━━━ Material

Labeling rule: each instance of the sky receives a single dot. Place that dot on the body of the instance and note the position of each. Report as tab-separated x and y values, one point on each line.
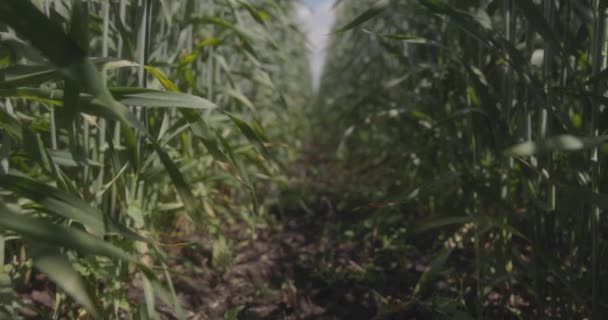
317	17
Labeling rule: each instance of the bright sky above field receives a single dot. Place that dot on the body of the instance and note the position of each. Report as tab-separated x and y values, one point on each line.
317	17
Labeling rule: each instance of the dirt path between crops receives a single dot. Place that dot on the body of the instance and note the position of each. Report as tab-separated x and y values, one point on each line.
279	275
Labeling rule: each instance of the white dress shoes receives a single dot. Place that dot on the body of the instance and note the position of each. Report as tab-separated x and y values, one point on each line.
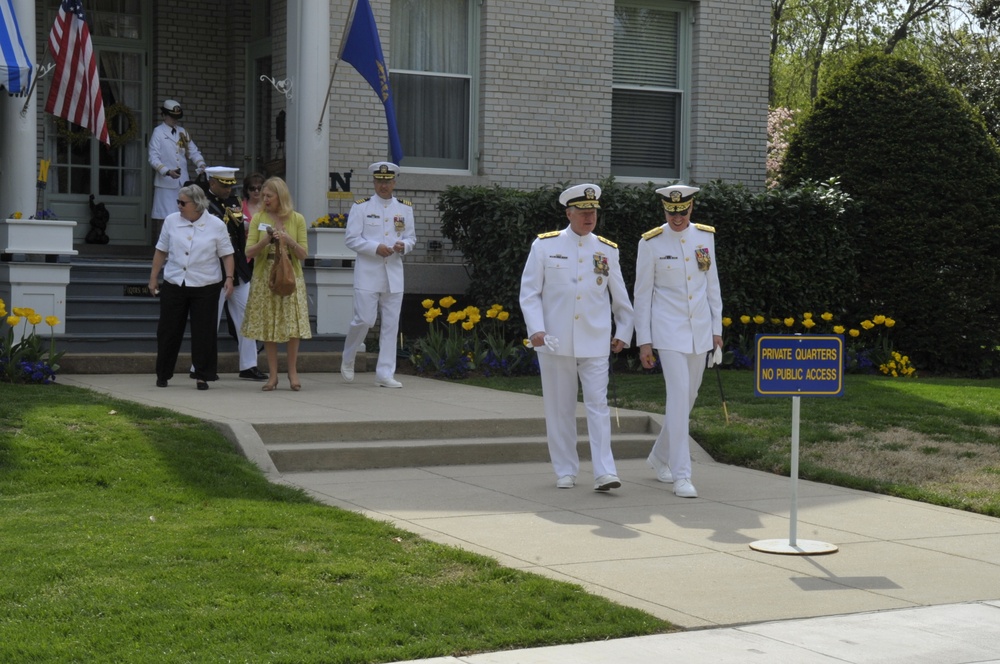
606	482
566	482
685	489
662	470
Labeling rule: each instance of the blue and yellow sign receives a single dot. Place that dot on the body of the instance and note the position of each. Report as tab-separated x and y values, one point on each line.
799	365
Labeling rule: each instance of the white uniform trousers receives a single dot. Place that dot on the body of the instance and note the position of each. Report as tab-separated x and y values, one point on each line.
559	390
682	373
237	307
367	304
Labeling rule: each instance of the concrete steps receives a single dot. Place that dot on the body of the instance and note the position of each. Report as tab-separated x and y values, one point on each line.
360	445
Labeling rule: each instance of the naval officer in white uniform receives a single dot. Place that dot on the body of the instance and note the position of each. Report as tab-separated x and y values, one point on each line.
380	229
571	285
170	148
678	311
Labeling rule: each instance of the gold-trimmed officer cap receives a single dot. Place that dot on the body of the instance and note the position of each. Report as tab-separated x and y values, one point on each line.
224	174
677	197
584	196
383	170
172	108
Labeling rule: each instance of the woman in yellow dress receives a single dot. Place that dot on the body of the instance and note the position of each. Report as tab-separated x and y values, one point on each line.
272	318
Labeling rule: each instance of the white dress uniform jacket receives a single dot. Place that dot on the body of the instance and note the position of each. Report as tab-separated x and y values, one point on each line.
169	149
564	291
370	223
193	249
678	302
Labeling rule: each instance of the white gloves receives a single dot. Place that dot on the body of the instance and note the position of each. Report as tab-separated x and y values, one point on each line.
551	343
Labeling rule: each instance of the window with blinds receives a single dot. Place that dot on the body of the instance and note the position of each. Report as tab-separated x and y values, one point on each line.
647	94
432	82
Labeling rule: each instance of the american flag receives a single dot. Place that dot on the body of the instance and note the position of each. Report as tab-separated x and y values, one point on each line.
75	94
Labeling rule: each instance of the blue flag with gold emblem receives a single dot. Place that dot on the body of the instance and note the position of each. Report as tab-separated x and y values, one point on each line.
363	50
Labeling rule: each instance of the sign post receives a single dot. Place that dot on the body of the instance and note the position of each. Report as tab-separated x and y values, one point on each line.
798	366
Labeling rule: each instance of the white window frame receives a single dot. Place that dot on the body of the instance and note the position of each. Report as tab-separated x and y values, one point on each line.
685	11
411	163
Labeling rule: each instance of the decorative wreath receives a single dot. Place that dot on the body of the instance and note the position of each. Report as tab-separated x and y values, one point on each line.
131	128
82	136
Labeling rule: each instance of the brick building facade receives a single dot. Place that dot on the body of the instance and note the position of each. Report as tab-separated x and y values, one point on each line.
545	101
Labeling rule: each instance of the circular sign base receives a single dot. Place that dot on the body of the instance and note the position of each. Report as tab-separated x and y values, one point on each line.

━━━━━━

Copy all of the records above exactly as they stand, line for line. Leave the pictures out of your copy.

Written response:
Labeling rule: each instance of the sky receives a single dot. Place that dot on the body of the instance and note the position of each. Report as tab-separated x and y values, one point on each line.
317	17
Labeling rule: each instance of the bright sky above field receives a single dot. Place that dot on the body of the instance and note the position of each. Report as tab-separated x and y values, one point on each line.
317	17
Labeling rule: each instance of the dirt path between crops receives a single dot. Place that dot on the body of the instance and note the position of each. Report as tab-separated x and y values, one point on each line.
279	275
Labeling rule: each instance of the white dress shoes receives a single dot. Place that dot on the body of the instance and note the position of each. Report as tab-separated x and y values, one point on each line.
606	482
566	482
685	489
662	470
Labeling rule: each instance of the blue and yellow sign receives a single dot. Place that dot on the body of the instance and note the position of each. Report as tab-separated x and y values, one point on each line.
799	365
Labeling rule: each instance of the white uniform trousers receives a single dot. Place that dot on the body of the instance and note the position of each. Report as tab-separated x and y values, one point on each line.
559	390
682	373
237	307
367	304
Labeling rule: each instance of the concrete steps receives a single dot. Place that dot on the body of the instance and note the position of each. Report as tab-separated x and y values, one point on each line.
360	445
Labeling rule: each instance of the naval officer in white uniform receives a single dot. Place that dot on the body of the instance and note the position of each. Report as tab-separated x and y values, one point on each line.
380	229
571	285
170	148
678	311
Labeling rule: each instance of the gold-trimmed officer cap receives a single dot. Place that dot on the body of the instance and note the position of each. Report as tab-separated x and y values, one point on each line.
224	174
677	197
584	196
383	170
172	108
Labeling rule: each instance of the woman in yellow dress receives a single dot. Place that dot on the body of the instance and note the position of each. Report as tab-separated x and y values, one point on each line.
272	318
Labeling rule: each instance of the white dress uniform jacket receives a single dot. Place that dot on the body of the instance and note the position of each. Report as tab-separated x and y values, one point on each line.
169	149
564	291
370	223
193	249
678	302
Labeling rule: each instance of the white gloves receives a single dot. Place that dot on the body of the instance and note the position of each. Report as tab-separated x and y values, one point on each line.
551	343
Labeling rule: each instance of the window with blinds receives a single dot. Place that dot on the body of the instance and note the position of each. Report as tab-separated x and y values, one point on each line.
647	94
432	82
Labeling rule: each instance of the american flag receives a single dot. Place that dot on the body of the instance and note the position of each. Report as tab-separated x and y values, one point on each line.
75	94
Labeling rule: each instance of the blue flag with gold emblem receives a single dot. Place that dot on the body of the instance and note the position of each. Report as tab-separated x and y values, one point on each line.
363	50
Labeling rule: each instance of the sign post receives a single dot. Place that dot on the body of the instance and note the position of each. Report as tab-separated x and y values, one point on each line.
798	366
Labeling rule: each instance of the white window frame receives a single dot. Place that dot on the body of the instance and note the position of each. Report as tab-separated x and y values, one point on each line.
685	11
411	163
Labeling rule: each instance of the decorative wreath receives a single dot. Place that dot on the body of the instance and note the position of each. Report as tab-separated x and y values, one point on each line.
131	128
82	136
Labeling rule: each instance of the brick building facade receives a single dot. Place that dot on the body of the instance and note the position of each. Report as tab-separated x and y values, one point on each line.
545	101
Labeling rule: each instance of the circular sign base receives a single dot. Place that dot on the body of the instance and note the position of each. Report as tab-separated x and y values, one point on each line.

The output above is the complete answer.